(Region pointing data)
=== Begin Enclosure ===
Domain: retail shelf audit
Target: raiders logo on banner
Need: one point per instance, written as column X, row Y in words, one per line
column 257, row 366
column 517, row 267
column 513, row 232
=== End Enclosure ===
▸ **PROBLEM TO SOLVE**
Start at the line with "Need: one point" and stop at the end of the records. Write those lines out exactly and add nothing.

▸ **OUTPUT FOR THIS TASK**
Need: one point per instance, written as column X, row Y in words, one per line
column 257, row 366
column 517, row 267
column 513, row 232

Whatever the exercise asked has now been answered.